#### [Text to read]
Skip to content

vikbht/provider-mdm-graph

Repository files navigation

provider-mdm-graph

Master Data Management solution for healthcare provider data using Neo4j graph database.

Overview

provider-mdm-graph implements a graph-based MDM for healthcare provider data. It includes data models, data quality rules, fuzzy/exact matching, entity merging to golden records, and a simple ingestion/search API powered by Neo4j.

Architecture

  • Neo4j graph database with labels: Provider, Location, Specialty, Credential, Affiliation
  • Constraints and indexes defined in config.py (GRAPH_CONSTRAINTS/GRAPH_INDEXES)
  • Python engine (app/engine.py) encapsulating graph ops, matching, merging, and quality checks
  • Pydantic models (app/models.py) for validation and typing
  • Sample data generator (app/generator.py) using Faker
  • Example runner (scripts/demo.py)

Graph relationships (examples):

  • (Provider)-[:PRACTICES_AT]->(Location)
  • (Provider)-[:HAS_SPECIALTY]->(Specialty)
  • (Provider)-[:HAS_CREDENTIAL]->(Credential)
  • (Provider)-[:AFFILIATED_WITH]->(Affiliation)

Getting Started

Prerequisites

  • Python
  • uv (package manager)
  • Docker (optional, for Neo4j via docker-compose)

Setup

  1. Clone the repo git clone https://github.com/vikbht/provider-mdm-graph.git cd provider-mdm-graph

  2. Install dependencies uv sync

  3. Configure environment cp .env.example .env

    Edit .env to set NEO4J_URI, NEO4J_USER, NEO4J_PASSWORD

  4. Start the application stack docker compose up -d --build

    - Starts Neo4j

    - Builds and runs the seeder container which populates 10k records if missing

  5. Start the Web Frontend (New!)

#### [Task requirements]
1 > In the provider-mdm-graph README, which file defines the graph constraints and indexes?
2 > According to the provider-mdm-graph README, what does step 4 of the setup do?
3 > Quote the provider-mdm-graph README between "provider-mdm-graph implements a" and "T]->(Location)", inclusive.

#### [Information provided]
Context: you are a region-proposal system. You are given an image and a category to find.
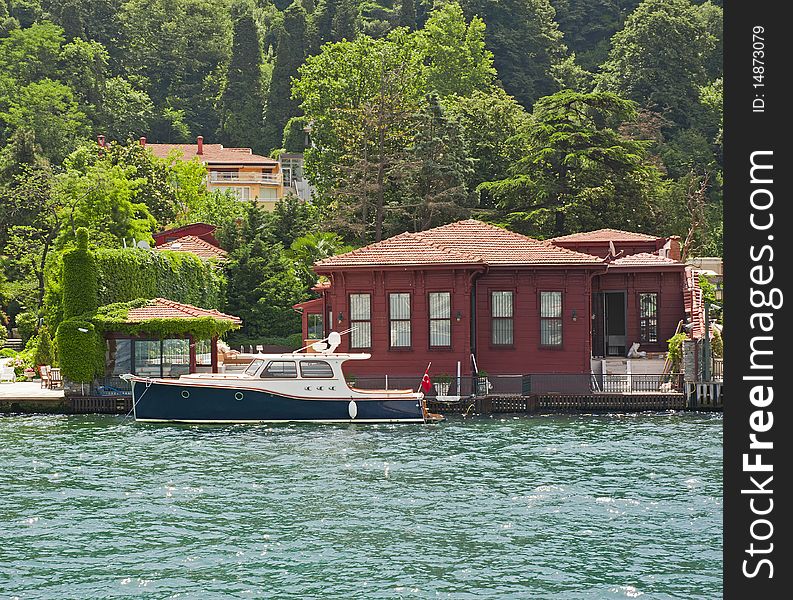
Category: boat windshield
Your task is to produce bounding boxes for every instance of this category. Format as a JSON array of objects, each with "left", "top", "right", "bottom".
[{"left": 245, "top": 358, "right": 264, "bottom": 375}]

#### [Responses in order]
1 > config.py

2 > Running docker compose up -d --build starts Neo4j. It also builds and runs the seeder container, which populates 10k records if they are missing.

3 >
provider-mdm-graph implements a graph-based MDM for healthcare provider data. It includes data models, data quality rules, fuzzy/exact matching, entity merging to golden records, and a simple ingestion/search API powered by Neo4j.

Architecture

  • Neo4j graph database with labels: Provider, Location, Specialty, Credential, Affiliation
  • Constraints and indexes defined in config.py (GRAPH_CONSTRAINTS/GRAPH_INDEXES)
  • Python engine (app/engine.py) encapsulating graph ops, matching, merging, and quality checks
  • Pydantic models (app/models.py) for validation and typing
  • Sample data generator (app/generator.py) using Faker
  • Example runner (scripts/demo.py)

Graph relationships (examples):

  • (Provider)-[:PRACTICES_AT]->(Location)